**Directions**
The lines below that include the word "mask" are to be reported.

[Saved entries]
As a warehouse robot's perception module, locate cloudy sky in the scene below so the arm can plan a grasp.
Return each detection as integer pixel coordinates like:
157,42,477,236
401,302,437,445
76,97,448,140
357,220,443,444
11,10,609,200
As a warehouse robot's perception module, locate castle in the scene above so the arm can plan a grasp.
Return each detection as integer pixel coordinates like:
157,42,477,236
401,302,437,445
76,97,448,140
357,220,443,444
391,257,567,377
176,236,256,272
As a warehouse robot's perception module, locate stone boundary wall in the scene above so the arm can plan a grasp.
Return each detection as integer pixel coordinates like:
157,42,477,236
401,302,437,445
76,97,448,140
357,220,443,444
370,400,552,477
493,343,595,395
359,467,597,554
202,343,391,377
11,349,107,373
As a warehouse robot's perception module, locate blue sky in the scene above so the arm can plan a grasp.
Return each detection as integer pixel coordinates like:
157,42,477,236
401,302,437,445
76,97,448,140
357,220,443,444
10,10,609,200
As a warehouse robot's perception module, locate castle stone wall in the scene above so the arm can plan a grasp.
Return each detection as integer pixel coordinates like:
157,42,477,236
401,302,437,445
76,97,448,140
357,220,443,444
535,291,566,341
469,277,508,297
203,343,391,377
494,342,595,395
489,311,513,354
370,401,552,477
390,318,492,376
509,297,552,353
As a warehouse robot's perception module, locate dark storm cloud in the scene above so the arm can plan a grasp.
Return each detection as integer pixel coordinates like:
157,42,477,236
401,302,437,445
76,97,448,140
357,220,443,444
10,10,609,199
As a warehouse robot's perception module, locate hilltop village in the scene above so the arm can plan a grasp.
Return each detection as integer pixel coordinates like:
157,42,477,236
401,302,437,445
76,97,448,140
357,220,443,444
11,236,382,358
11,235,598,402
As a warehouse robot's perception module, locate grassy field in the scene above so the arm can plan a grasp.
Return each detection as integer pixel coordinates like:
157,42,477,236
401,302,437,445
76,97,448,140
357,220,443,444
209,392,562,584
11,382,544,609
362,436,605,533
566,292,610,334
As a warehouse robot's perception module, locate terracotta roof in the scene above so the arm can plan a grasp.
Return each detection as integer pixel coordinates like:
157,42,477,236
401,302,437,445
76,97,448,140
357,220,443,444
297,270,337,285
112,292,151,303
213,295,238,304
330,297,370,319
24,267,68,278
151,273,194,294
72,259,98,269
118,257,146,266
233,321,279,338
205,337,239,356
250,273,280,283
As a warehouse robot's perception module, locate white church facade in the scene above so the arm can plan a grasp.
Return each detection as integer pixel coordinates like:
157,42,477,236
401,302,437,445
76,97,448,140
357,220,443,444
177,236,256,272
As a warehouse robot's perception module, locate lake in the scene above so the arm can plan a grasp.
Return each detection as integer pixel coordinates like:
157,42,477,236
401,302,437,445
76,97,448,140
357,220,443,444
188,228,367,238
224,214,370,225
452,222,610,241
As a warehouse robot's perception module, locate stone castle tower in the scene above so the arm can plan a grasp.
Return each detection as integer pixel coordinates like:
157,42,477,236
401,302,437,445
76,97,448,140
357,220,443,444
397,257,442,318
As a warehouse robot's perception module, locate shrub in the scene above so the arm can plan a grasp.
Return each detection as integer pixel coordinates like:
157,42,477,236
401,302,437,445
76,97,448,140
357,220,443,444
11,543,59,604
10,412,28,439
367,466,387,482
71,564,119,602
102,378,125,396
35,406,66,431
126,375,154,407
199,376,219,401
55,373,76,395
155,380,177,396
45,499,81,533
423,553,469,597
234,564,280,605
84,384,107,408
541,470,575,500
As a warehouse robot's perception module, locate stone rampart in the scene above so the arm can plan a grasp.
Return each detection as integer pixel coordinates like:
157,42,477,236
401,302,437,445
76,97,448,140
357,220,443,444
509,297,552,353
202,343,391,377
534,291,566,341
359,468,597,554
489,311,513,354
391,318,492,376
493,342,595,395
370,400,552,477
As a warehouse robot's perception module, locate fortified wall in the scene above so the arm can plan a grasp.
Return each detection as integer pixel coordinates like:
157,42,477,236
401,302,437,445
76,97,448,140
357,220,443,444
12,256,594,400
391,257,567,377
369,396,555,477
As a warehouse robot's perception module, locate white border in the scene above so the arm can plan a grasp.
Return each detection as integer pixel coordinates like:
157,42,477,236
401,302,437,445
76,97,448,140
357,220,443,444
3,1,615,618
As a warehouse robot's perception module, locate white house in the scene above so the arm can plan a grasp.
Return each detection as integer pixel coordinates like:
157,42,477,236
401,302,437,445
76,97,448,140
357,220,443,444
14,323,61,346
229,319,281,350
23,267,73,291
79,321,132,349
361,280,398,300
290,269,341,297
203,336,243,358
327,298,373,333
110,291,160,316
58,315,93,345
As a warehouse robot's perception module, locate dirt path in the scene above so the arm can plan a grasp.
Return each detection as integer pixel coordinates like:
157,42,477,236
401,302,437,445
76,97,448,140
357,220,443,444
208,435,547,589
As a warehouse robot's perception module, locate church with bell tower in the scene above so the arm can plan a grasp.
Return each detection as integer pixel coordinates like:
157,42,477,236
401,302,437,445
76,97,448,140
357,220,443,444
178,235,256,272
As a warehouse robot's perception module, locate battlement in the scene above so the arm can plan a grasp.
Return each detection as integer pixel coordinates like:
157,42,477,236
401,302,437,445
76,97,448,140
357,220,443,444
...
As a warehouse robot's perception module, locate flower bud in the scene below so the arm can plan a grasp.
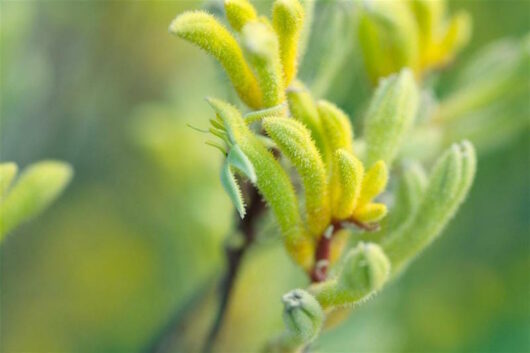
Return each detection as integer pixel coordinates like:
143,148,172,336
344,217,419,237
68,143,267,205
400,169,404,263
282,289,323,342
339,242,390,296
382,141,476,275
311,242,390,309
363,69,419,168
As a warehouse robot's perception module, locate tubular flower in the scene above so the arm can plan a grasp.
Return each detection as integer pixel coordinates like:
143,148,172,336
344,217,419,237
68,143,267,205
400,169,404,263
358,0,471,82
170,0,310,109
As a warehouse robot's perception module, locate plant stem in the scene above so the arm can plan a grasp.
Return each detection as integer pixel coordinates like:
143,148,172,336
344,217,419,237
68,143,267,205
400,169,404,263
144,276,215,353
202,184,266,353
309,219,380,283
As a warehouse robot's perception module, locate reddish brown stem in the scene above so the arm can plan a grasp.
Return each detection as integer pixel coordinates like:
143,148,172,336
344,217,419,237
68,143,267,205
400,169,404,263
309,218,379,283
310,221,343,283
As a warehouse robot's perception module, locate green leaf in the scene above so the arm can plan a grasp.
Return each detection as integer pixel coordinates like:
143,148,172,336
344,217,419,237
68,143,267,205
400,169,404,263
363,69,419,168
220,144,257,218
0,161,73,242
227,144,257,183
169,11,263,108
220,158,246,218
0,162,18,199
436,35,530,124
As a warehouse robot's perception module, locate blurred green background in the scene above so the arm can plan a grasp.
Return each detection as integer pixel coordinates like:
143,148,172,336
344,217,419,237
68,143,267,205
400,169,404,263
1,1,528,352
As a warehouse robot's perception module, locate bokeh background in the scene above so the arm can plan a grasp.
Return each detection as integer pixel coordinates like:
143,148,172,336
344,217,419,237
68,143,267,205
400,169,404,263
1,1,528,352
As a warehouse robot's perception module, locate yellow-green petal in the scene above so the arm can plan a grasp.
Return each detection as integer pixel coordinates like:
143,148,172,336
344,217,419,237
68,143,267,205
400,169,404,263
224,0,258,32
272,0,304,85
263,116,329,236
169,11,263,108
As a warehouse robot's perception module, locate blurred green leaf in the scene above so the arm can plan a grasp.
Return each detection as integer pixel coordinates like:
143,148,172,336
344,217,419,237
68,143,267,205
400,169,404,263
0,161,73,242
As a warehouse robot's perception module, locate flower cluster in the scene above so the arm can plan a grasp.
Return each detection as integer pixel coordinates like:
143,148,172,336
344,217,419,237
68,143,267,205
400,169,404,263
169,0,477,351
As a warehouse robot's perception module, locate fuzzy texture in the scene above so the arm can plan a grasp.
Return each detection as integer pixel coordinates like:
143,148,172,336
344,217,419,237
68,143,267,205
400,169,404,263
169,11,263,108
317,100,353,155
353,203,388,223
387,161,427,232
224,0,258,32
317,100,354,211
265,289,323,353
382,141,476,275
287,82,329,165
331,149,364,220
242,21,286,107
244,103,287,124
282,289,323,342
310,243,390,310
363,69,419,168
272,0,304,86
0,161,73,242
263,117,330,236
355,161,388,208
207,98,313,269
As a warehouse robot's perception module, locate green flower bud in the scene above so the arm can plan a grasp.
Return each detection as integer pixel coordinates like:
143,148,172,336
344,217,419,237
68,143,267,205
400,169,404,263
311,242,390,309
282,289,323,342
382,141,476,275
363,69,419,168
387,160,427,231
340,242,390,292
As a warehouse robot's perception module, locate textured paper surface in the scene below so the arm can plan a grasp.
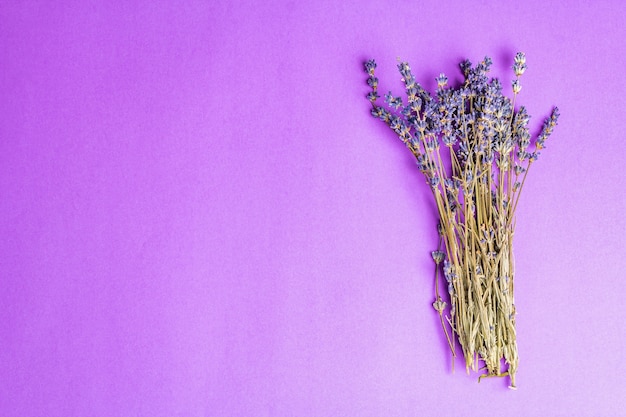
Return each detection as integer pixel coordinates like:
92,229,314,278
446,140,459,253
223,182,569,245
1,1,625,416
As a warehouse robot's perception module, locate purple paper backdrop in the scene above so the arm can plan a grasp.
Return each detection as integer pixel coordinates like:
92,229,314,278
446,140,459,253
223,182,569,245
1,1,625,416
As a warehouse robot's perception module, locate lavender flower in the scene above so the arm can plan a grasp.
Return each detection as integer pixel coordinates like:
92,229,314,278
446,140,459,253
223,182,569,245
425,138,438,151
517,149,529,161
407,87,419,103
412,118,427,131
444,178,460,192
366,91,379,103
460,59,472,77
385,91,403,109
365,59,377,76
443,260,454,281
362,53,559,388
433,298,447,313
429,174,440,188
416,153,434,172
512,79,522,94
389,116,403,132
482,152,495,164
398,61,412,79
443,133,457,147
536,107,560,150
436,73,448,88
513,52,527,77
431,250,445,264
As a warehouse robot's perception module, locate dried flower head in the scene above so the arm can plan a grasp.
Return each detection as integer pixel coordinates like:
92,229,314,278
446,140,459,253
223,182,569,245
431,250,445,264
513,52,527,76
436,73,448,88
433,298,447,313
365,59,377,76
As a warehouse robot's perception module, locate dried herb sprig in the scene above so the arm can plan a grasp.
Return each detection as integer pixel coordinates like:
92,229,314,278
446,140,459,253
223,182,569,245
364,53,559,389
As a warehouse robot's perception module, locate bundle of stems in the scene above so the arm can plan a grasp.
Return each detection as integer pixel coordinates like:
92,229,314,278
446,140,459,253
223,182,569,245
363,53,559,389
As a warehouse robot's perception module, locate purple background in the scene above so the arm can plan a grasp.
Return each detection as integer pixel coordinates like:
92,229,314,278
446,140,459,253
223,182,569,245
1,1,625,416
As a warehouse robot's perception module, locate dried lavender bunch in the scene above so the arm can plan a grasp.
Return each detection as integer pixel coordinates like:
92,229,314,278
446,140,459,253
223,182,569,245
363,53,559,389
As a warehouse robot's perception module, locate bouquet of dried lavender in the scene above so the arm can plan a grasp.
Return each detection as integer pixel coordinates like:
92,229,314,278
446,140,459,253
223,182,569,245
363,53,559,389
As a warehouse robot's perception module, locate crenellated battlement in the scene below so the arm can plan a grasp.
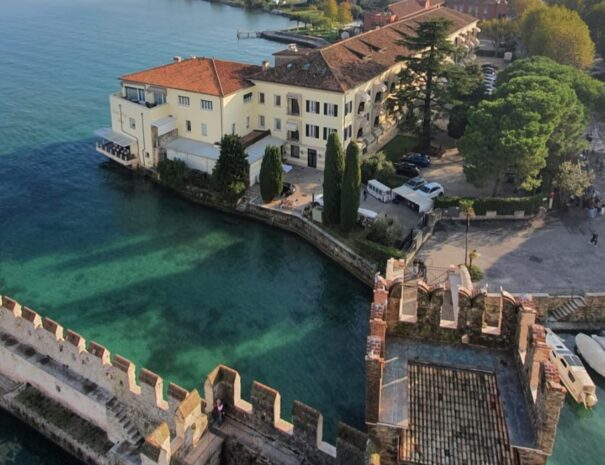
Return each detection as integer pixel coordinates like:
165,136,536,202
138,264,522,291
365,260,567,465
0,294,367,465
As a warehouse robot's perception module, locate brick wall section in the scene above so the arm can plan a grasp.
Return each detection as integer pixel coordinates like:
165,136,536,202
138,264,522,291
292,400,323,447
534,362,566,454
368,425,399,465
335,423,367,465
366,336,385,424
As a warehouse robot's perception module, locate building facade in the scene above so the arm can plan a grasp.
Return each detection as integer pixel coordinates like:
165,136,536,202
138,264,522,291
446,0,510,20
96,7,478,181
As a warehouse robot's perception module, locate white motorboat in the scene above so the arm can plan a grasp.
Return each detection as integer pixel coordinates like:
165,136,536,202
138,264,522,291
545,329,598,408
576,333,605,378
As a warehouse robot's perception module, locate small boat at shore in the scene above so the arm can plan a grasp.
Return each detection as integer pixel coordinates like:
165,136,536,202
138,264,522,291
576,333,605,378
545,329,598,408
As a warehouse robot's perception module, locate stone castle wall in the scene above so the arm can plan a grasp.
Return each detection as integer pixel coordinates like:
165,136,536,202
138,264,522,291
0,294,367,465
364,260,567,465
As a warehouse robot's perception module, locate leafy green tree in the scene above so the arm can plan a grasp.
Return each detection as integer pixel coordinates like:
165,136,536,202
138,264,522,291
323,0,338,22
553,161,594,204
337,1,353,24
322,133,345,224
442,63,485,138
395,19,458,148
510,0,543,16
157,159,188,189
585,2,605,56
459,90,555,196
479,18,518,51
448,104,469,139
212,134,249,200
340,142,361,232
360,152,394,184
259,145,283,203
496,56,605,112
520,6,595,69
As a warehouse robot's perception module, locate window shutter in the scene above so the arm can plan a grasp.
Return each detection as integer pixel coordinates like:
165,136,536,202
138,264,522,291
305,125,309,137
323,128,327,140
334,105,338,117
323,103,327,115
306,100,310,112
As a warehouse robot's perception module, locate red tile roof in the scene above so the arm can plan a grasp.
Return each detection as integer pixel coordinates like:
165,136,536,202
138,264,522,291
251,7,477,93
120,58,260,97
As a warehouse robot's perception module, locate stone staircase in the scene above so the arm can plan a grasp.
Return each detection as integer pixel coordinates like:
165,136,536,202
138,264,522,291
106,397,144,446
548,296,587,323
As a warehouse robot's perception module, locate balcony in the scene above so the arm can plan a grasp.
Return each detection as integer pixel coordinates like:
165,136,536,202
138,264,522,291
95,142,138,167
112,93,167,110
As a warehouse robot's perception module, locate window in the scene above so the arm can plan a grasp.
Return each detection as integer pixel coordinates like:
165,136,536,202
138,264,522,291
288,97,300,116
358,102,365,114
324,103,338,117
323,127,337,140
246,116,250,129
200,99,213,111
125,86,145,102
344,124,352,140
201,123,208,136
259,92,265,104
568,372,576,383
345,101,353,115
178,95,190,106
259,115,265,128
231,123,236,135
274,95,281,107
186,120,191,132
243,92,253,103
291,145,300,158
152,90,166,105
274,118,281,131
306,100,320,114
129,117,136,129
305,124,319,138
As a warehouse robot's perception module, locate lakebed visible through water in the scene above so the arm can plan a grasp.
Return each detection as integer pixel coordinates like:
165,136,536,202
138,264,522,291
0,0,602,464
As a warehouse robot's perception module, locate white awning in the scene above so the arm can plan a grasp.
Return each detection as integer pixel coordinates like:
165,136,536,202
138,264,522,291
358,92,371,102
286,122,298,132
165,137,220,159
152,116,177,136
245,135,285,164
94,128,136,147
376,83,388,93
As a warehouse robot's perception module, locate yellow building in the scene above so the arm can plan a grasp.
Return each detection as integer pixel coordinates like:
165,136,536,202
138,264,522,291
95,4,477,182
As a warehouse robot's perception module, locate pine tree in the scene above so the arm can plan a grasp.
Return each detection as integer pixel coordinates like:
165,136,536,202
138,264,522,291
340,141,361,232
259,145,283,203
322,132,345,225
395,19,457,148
* * *
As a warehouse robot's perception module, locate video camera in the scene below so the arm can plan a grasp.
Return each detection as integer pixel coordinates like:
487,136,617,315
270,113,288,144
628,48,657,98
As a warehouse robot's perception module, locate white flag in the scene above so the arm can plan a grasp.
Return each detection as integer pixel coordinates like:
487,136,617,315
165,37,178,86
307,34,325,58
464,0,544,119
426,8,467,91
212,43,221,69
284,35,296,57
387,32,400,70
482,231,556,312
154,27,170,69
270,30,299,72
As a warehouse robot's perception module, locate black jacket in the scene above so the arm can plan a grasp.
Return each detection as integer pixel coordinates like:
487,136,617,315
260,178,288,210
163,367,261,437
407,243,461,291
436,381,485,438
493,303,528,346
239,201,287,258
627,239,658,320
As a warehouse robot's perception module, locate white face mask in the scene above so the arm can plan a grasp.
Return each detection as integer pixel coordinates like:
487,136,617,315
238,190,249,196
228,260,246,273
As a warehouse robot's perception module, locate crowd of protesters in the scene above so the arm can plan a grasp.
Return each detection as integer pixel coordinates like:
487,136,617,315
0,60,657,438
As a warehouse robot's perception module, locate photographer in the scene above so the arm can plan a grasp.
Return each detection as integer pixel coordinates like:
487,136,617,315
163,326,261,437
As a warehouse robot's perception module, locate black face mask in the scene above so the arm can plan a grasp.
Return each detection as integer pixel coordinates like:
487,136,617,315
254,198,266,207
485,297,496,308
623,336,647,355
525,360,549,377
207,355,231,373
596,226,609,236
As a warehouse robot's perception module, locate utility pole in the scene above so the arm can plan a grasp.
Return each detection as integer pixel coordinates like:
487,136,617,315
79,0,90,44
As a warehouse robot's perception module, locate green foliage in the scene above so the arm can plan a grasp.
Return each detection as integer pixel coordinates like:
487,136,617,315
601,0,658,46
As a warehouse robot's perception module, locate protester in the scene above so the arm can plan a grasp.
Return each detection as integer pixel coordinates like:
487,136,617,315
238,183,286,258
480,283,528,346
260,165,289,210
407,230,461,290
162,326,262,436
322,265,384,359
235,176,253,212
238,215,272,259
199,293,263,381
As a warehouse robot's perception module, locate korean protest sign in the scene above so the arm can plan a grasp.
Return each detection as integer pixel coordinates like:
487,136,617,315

**Written answer**
As a warehouse robot's perception module, locate white face mask in the scene above so the arm can plan a grasp.
As a warehouse robot's perception module, locate black face mask in the scene above so the arm can plan a grasp.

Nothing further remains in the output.